··· Exercise material ···
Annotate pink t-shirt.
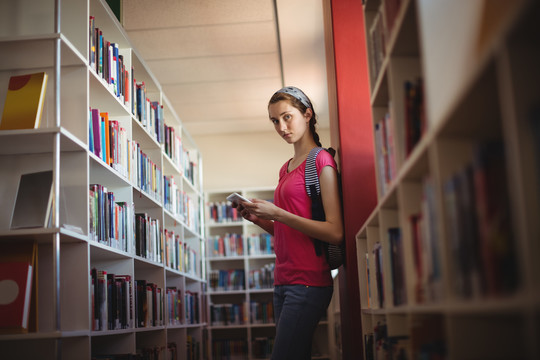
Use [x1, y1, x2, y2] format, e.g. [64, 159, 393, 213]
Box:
[274, 151, 337, 286]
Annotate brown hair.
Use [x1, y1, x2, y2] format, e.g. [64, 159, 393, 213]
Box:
[268, 91, 322, 147]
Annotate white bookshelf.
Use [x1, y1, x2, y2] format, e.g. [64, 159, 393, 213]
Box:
[0, 0, 206, 359]
[356, 0, 540, 359]
[205, 188, 329, 359]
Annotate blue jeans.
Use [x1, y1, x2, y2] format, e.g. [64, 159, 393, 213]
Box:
[272, 285, 334, 360]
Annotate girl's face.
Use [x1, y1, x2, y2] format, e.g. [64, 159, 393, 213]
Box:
[268, 100, 312, 144]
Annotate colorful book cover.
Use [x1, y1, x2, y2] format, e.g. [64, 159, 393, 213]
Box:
[0, 261, 32, 331]
[0, 72, 47, 130]
[11, 170, 53, 229]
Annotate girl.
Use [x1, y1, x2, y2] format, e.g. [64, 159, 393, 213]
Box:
[233, 86, 343, 360]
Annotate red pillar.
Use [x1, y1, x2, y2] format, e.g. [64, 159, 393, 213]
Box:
[331, 0, 377, 360]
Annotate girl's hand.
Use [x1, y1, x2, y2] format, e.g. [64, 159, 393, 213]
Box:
[242, 199, 280, 221]
[232, 201, 257, 223]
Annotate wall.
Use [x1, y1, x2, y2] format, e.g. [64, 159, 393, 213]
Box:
[194, 129, 330, 192]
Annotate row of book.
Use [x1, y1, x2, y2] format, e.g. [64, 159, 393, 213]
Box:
[88, 109, 200, 231]
[88, 109, 163, 202]
[89, 16, 164, 143]
[163, 229, 200, 275]
[90, 268, 133, 331]
[208, 269, 246, 291]
[403, 78, 427, 155]
[90, 268, 200, 331]
[89, 16, 133, 107]
[248, 263, 276, 289]
[374, 111, 397, 194]
[365, 227, 408, 308]
[443, 141, 520, 298]
[163, 176, 201, 233]
[210, 303, 247, 326]
[251, 337, 275, 359]
[0, 239, 38, 334]
[91, 342, 178, 360]
[165, 286, 185, 325]
[184, 290, 201, 324]
[88, 184, 135, 253]
[206, 233, 244, 257]
[89, 184, 200, 276]
[165, 286, 201, 325]
[88, 108, 131, 182]
[212, 339, 248, 359]
[135, 213, 161, 263]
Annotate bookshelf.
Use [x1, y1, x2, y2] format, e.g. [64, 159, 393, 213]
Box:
[205, 188, 329, 359]
[0, 0, 207, 359]
[356, 0, 540, 359]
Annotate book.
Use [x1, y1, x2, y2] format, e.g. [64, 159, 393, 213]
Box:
[11, 170, 53, 229]
[0, 72, 47, 130]
[0, 240, 38, 333]
[0, 261, 32, 330]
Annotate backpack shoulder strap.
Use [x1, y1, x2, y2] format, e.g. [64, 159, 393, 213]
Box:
[305, 147, 323, 198]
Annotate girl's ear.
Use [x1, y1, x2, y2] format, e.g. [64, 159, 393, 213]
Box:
[304, 108, 313, 122]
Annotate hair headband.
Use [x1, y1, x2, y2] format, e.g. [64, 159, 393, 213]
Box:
[276, 86, 313, 109]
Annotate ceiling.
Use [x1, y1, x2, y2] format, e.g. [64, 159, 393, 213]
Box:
[122, 0, 328, 136]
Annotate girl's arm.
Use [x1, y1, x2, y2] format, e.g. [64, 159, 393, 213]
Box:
[242, 166, 343, 244]
[233, 199, 274, 236]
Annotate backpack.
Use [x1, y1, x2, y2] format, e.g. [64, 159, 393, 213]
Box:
[304, 147, 345, 270]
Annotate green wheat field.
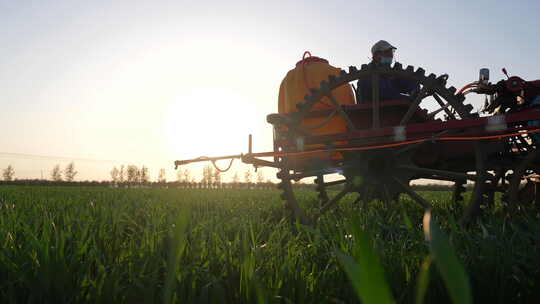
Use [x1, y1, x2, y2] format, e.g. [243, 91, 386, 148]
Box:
[0, 186, 540, 303]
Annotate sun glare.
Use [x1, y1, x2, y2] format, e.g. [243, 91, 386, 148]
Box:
[163, 88, 253, 158]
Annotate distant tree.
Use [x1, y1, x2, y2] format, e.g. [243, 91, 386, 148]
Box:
[183, 168, 190, 183]
[244, 169, 253, 184]
[201, 165, 213, 184]
[118, 165, 126, 183]
[2, 165, 15, 182]
[64, 162, 78, 182]
[233, 172, 240, 184]
[126, 165, 139, 183]
[212, 168, 221, 184]
[111, 166, 120, 183]
[158, 168, 167, 184]
[139, 165, 150, 183]
[51, 165, 62, 182]
[257, 169, 264, 184]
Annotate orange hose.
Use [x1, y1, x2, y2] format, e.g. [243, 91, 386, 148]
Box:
···
# Given task
Print the rows above exactly as they appear, covering the stretch from the line containing "Annotate distant tree." through the end of the rows.

# Response to this task
Annotate distant tree.
Use [x1, y1, x2, y2] format, e.g. [243, 91, 386, 148]
Box:
[183, 168, 190, 183]
[244, 169, 253, 184]
[201, 165, 213, 184]
[118, 165, 126, 183]
[2, 165, 15, 182]
[64, 162, 78, 182]
[233, 172, 240, 184]
[126, 165, 139, 183]
[212, 168, 221, 184]
[111, 166, 120, 183]
[158, 168, 167, 184]
[139, 165, 150, 183]
[51, 165, 62, 182]
[257, 169, 264, 184]
Annotate orange hose.
Use [x1, y1, x2, y2] format, e.g. [243, 91, 386, 148]
Box:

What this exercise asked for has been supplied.